Oscar 2021: "Mank" faz retrato desencantado da Hollywood dos anos 1930
João Gabriel Tréz é repórter de cultura do O POVO e filiado à Associação Cearense de Críticos de Cinema (Aceccine). É presidente do júri do Troféu Samburá, concedido pelo Vida&Arte e Fundação Demócrito Rocha no Cine Ceará. Em 2019, participou do Júri da Crítica do 13° For Rainbow.
Na Hollywood dos anos 1930, Herman J. Mankiewicz, um roteirista alcoólatra e mordaz, é contratado para trabalhar no roteiro de um filme enquanto precisa lidar com o próprio temperamento, as consequências do alcoolismo e as relações de poder da indústria cinematográfica. "Mank", de David Fincher, cumpre diversos requisitos do nicho de filmes que autorreferenciam o universo hollywoodiano, grupo que costuma se dar bem no Oscar. Apesar de ser a produção com mais indicações neste ano - são 10, no total -, o longa perdeu tração e tem mais competitividade em categorias técnicas pontuais.
O nível da referência cinematográfica da produção original Netflix é dos maiores: a obra na qual o protagonista trabalha é o clássico "Cidadão Kane", de Orson Welles. Muito da inspiração principal de "Mank" vem de uma versão da história que questiona a participação efetiva de Welles no roteiro, já que ele e Mank dividem não apenas os créditos do trabalho, mas também a vitória na categoria do Oscar de 1942 - a única estatueta da carreira de Welles, ressalte-se.
Apesar deste ponto de partida, o longa não se limita a "opinar" sobre a controvérsia, mas a utiliza para abordar outros pontos. O recorte biográfico da trajetória de Mank destaca não somente a face profissional, mas em especial as aproximações entre esta e a intimidade do roteirista - que, na época, já vinha sofrendo com as consequências dos vícios.

Instruções da tarefa:
Segundo a crítica, por que o nível de referência cinematográfica de "Mank" está entre os maiores? Explique, por favor, em uma a três frases. Os dados não são necessários aqui.

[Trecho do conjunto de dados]

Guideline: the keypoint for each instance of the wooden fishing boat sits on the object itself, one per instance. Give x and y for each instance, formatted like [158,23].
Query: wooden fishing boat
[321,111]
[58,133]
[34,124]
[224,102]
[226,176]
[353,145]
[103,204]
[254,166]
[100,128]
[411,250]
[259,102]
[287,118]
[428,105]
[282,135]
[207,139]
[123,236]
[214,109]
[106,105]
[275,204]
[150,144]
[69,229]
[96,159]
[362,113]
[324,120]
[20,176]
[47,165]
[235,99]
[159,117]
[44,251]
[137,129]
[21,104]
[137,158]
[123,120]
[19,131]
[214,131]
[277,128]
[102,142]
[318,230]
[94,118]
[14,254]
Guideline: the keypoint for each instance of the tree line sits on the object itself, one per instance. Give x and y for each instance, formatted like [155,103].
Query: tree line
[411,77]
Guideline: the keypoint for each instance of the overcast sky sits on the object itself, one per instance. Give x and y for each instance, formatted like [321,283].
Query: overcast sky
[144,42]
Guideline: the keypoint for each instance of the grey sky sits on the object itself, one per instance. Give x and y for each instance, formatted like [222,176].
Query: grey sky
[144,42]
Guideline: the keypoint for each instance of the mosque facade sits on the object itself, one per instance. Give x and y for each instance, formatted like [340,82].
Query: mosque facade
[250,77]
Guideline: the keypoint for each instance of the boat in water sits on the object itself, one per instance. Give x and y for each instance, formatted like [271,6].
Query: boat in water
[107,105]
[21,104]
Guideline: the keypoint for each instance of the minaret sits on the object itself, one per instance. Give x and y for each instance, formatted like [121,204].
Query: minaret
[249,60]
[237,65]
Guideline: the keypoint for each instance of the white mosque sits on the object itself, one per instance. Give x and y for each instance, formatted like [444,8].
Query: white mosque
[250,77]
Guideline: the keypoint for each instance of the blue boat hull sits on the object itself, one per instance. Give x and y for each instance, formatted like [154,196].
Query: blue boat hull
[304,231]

Resultado correto:
O nível de referência de "Mank" está entre os maiores porque a obra em que o protagonista trabalha é o clássico "Cidadão Kane", de Orson Welles.